## Written request
Copy the records below line for line, with the pictures left out of your copy.

## Record extracts

------------------------------------

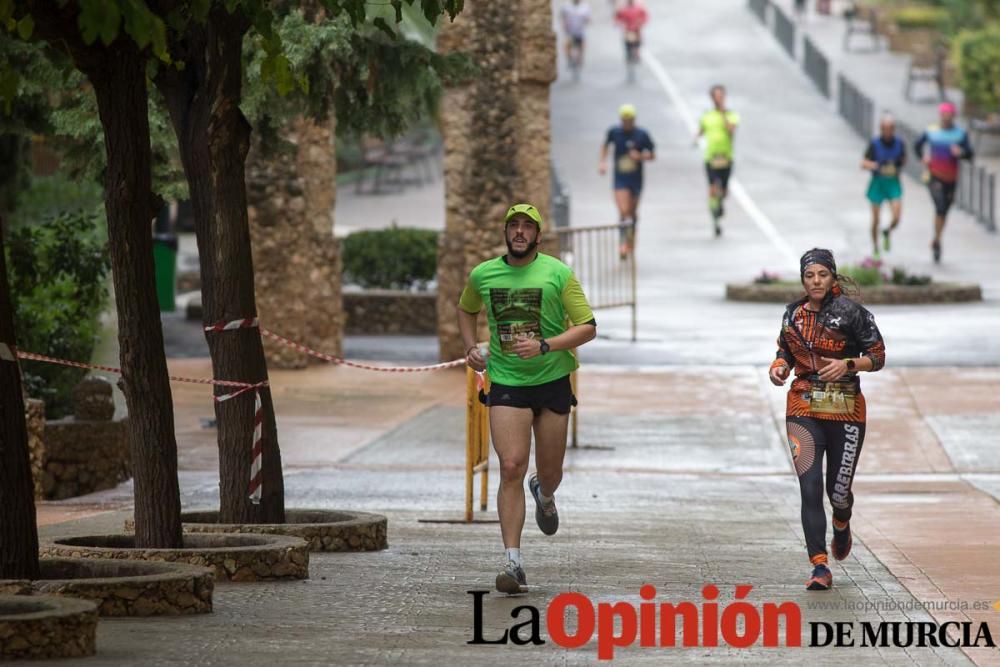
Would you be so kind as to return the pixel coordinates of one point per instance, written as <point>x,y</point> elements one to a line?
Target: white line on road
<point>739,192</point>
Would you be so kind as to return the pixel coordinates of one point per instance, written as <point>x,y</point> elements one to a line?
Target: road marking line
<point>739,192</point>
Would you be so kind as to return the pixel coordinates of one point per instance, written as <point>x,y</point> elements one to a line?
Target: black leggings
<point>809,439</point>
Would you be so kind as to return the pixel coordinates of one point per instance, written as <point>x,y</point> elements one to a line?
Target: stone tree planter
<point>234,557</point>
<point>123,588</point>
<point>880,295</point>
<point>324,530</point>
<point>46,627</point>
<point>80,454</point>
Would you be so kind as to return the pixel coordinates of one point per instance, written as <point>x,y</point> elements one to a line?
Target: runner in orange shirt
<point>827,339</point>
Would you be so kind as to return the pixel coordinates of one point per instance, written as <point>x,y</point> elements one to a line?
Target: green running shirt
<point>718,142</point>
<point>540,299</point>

------------------------------------

## Written answer
Would you be so kind as to return the pixel coordinates of one point per instance, written as <point>x,y</point> elements one to a line?
Target: white line on road
<point>739,192</point>
Would you be so kind as to return the pixel coordinates of one point per instance, written as <point>x,y</point> elements one to a line?
Target: road marking line
<point>739,192</point>
Would you be so kind as to return the pixel coordinates of one point per instance, written as <point>x,y</point> elements one to a line?
Target: black leggings
<point>809,439</point>
Would you be so kind as to return the pixel coordinates of one point per instance, written as <point>x,y</point> elements one to a line?
Target: stone tree planter
<point>234,557</point>
<point>123,588</point>
<point>880,295</point>
<point>324,530</point>
<point>46,627</point>
<point>80,454</point>
Would you be so kind as to return the pixel coordinates of one point per instance, written as <point>x,y</point> elements one to a line?
Target: runner in orange shirt
<point>827,339</point>
Would you be so kind as to return the pixel coordinates of one point per instance, written as <point>x,y</point> elements one to a line?
Target: green running shirt
<point>718,142</point>
<point>540,299</point>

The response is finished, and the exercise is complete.